* Your goal *
Transcribe every record without leaving anything out or changing a word.

──────── Given entries

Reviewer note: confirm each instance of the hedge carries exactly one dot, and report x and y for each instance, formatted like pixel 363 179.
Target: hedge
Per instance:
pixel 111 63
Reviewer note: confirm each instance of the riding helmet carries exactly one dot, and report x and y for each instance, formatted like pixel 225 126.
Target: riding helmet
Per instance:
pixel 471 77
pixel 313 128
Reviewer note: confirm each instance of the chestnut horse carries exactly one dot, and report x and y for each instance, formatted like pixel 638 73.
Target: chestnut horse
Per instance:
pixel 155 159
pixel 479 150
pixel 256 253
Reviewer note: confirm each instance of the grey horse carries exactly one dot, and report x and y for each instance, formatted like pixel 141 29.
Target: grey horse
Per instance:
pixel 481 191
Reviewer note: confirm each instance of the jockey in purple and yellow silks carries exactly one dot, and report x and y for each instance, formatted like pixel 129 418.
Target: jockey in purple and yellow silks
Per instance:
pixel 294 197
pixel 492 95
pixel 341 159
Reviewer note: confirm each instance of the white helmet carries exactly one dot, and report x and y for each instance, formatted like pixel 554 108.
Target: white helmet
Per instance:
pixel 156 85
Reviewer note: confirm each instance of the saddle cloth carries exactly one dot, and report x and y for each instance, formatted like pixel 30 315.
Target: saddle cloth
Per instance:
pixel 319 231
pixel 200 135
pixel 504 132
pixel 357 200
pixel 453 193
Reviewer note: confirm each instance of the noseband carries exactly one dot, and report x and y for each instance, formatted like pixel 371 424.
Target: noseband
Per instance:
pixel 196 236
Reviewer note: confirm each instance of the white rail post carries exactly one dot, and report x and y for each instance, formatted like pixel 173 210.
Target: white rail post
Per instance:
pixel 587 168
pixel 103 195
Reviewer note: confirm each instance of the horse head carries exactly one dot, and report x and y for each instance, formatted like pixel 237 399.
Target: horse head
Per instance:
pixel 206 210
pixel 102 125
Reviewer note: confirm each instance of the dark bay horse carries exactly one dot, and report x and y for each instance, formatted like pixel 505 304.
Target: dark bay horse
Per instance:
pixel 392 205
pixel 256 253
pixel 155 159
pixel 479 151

────────────────

* Exercise answer *
Reviewer note: confirm each instance of the hedge carries exactly one dot, and report x and y for each instance, formatted like pixel 363 179.
Target: hedge
Per instance:
pixel 111 63
Reviewer note: confirm each instance of the riding helmet carries exactly one dot, and report x and y for each instance, formatted like pixel 225 126.
Target: riding helmet
Per instance:
pixel 471 77
pixel 313 128
Reviewer note: confirm each instance of the chestnut horse carries exactly one dot, and report x and y for each instance, formatted like pixel 638 73.
Target: chestnut horse
Per instance:
pixel 155 159
pixel 479 150
pixel 256 253
Reviewer note: confirm each instance of the grey horse carries exactly one dot, and report x and y for each instance, formatted like pixel 141 29.
Target: grey horse
Per instance:
pixel 481 191
Reviewer note: confirm each instance of the jockey in purple and yellow silks carries exactly one dot, and report x and y for each instance, formatted like pixel 129 418.
Target: jockey in purple and yellow silks
Per instance:
pixel 294 197
pixel 492 95
pixel 341 159
Reviewer note: confirm each instance of the white helmet carries exactly one dot, and report x and y for each instance, formatted like pixel 554 108.
Target: white helmet
Per instance:
pixel 156 85
Reviewer note: confirm each instance of the saddle cloth carries exactly one dot, and report x and y for each instance, formatted like pixel 30 315.
Target: saddle cloth
Per instance:
pixel 319 231
pixel 200 135
pixel 504 132
pixel 357 200
pixel 453 193
Reviewer note: confirm each instance of the noseband carries exactly one dot, and report x and y for each instance, formatted like pixel 371 424.
Target: noseband
Per instance:
pixel 196 236
Reviewer note: confirm each instance of the white rail post carries exactly one dot, and report x and y for each instance, formatted like pixel 173 210.
Target: white rail post
Per instance:
pixel 587 168
pixel 103 195
Reviewer note: confirm each instance of the horse head carries exactly one dot, and report x and y for each instance, formatted like pixel 237 399.
Target: horse head
Per instance:
pixel 206 210
pixel 102 125
Reviewer note: confirm each instance of the dark bay horse carries exactly one dot, and report x and y for each instance, formatted like pixel 505 304.
Target: dark bay horse
Per instance:
pixel 392 205
pixel 256 253
pixel 155 159
pixel 479 151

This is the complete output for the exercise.